Problem set —
**a.** According to the post on Indiana's "religious liberty" bill, what was the vote when the bill passed the Senate?
**b.** Transcribe the post on Indiana's "religious liberty" bill, everything from "We can already" down to "their religious beliefs.".

[Document extract — start]

Thursday, February 26, 2015

History Repeats in Indiana

Senator Scott Schneider
Indiana is going down a dangerous path, and we've seen it before.

The Indiana House is about ready to take up the so-called "religious liberty" bill that passed out of the Senate on a 40-10 vote on Tuesday.

It's a bill that is less about religious liberty and more about fear of those that you don't approve of.  That's what this is really about.

State Senator Scott Schneider claims that this bill is not a "sword" but instead a "shield" allowing people to protect themselves from doing business with those they disagree with by hiding behind the legislation.  Really, it's another affront to LGBT Hoosiers who are once again being told, "You may be able to marry like us, but you'll never be the same as us.  Just to be sure, we're going to try to codify that into law."

We can already see what kinds of trouble a bill like this can cause.  Just look to the north in Michigan where they don't have this type of bill.  Just a few days ago, news broke that a pediatrician refused to see the child of a lesbian couple.  Imagine an emergency room doctor or nurse refusing to treat a gay person or a gay person's family member because of their religious beliefs.

[Document extract — finish]
[Source data — start]

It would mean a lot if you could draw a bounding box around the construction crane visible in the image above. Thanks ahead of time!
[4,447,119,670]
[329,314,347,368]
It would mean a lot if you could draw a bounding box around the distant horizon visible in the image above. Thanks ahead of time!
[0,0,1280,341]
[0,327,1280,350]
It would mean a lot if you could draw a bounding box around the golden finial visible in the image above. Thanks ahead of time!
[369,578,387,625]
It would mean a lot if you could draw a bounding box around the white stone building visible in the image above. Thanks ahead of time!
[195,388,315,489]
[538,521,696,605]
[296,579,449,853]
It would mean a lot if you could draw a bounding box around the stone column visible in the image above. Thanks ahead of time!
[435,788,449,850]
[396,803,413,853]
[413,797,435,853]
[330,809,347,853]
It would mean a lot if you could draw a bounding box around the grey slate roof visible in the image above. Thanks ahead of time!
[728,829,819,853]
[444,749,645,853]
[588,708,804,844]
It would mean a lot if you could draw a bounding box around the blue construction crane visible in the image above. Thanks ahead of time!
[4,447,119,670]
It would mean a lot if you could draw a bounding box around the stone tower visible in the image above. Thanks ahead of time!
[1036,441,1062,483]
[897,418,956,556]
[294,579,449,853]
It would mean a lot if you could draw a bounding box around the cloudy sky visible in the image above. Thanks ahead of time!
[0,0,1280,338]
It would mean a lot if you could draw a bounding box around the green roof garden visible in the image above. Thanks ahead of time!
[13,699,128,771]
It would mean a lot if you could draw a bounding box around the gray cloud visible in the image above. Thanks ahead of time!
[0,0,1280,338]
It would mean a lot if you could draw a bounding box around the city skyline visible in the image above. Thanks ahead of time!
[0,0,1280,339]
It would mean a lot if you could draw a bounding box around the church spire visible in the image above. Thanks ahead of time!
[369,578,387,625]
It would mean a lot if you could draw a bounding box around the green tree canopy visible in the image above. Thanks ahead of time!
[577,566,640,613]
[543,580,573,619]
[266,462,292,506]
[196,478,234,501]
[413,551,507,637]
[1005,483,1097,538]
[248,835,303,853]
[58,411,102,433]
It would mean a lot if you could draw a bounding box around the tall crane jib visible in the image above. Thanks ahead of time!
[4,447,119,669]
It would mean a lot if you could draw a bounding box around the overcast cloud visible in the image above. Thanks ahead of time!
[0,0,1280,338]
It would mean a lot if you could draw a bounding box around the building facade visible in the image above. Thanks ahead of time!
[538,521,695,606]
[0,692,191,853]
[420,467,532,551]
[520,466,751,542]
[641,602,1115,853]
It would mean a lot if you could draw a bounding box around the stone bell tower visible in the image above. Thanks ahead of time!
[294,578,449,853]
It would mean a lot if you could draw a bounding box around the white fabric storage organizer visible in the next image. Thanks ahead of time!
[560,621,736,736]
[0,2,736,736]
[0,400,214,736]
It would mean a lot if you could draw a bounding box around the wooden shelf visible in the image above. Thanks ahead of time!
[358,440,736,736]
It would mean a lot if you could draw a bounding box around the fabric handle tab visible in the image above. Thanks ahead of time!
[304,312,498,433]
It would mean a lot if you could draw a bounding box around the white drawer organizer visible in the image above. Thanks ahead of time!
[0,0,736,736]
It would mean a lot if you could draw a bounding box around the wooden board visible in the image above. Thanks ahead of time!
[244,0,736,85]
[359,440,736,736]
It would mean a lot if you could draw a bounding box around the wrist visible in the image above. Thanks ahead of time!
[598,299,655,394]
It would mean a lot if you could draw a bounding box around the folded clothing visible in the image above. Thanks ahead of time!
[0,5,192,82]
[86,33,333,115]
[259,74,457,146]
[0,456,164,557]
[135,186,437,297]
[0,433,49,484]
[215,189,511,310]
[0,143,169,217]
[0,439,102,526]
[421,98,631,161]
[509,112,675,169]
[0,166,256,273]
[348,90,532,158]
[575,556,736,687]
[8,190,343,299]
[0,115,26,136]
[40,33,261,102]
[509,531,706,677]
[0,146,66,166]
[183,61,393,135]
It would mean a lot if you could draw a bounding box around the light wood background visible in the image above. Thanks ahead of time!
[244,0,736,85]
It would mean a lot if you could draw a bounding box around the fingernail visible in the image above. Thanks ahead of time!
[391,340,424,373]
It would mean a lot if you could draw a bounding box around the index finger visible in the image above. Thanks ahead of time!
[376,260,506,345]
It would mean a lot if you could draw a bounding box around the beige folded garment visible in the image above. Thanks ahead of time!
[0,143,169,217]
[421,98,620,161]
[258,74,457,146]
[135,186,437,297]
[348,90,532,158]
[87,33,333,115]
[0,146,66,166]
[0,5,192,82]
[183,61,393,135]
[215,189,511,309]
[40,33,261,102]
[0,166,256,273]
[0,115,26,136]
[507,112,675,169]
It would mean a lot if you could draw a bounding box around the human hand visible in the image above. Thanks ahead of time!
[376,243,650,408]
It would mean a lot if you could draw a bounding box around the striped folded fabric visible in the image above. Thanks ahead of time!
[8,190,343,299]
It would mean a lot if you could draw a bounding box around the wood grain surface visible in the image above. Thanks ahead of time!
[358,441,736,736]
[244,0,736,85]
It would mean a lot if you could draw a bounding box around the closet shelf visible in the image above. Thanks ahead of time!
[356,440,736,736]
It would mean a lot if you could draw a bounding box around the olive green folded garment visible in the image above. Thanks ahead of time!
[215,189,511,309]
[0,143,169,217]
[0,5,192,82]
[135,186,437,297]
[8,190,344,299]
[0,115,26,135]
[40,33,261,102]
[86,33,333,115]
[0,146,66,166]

[Source data — finish]

Answers provided —
**a.** 40-10

**b.**
We can already see what kinds of trouble a bill like this can cause.  Just look to the north in Michigan where they don't have this type of bill.  Just a few days ago, news broke that a pediatrician refused to see the child of a lesbian couple.  Imagine an emergency room doctor or nurse refusing to treat a gay person or a gay person's family member because of their religious beliefs.